Detection examples ->
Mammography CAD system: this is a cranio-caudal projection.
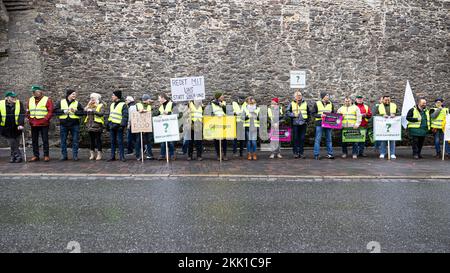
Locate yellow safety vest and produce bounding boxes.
[59,99,80,119]
[431,108,448,129]
[338,105,359,128]
[28,96,48,119]
[291,101,308,119]
[108,102,125,124]
[0,100,20,126]
[316,100,333,121]
[158,101,173,115]
[244,107,259,128]
[408,107,431,130]
[378,102,397,116]
[84,103,105,125]
[189,102,203,122]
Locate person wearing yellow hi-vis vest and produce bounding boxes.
[54,89,84,161]
[286,91,311,158]
[406,98,431,159]
[84,93,107,161]
[430,98,450,159]
[337,97,362,159]
[232,95,247,157]
[0,91,25,163]
[134,94,154,161]
[27,85,53,162]
[187,100,203,161]
[107,90,128,162]
[312,92,334,160]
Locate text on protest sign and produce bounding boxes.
[153,115,180,143]
[170,76,205,102]
[131,112,152,134]
[373,117,402,141]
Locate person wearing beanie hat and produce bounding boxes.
[107,91,128,162]
[286,90,311,158]
[267,98,284,159]
[84,93,106,161]
[26,85,54,162]
[430,98,450,159]
[0,91,25,163]
[312,92,335,160]
[54,89,84,161]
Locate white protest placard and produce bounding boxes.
[444,115,450,141]
[130,112,152,134]
[153,115,180,143]
[373,117,402,141]
[291,70,306,88]
[170,76,205,102]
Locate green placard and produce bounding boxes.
[342,128,367,142]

Exercise prompt -> Can you give every line from the start of the records through the line with "[189,102,203,122]" as a numbered list, skipping blank lines and leaving the pictures out?

Expected answer ->
1. Mammography CAD system: this is a cranio-caudal projection.
2. Locate yellow safety vest and produce bounding boxes.
3. [59,99,80,119]
4. [431,108,448,129]
5. [338,105,359,128]
6. [28,96,48,119]
7. [291,101,308,119]
8. [108,102,125,124]
9. [0,100,20,126]
10. [316,100,333,121]
11. [158,101,173,115]
12. [244,107,259,128]
13. [408,107,431,130]
14. [378,102,397,116]
15. [84,103,105,125]
16. [189,102,203,122]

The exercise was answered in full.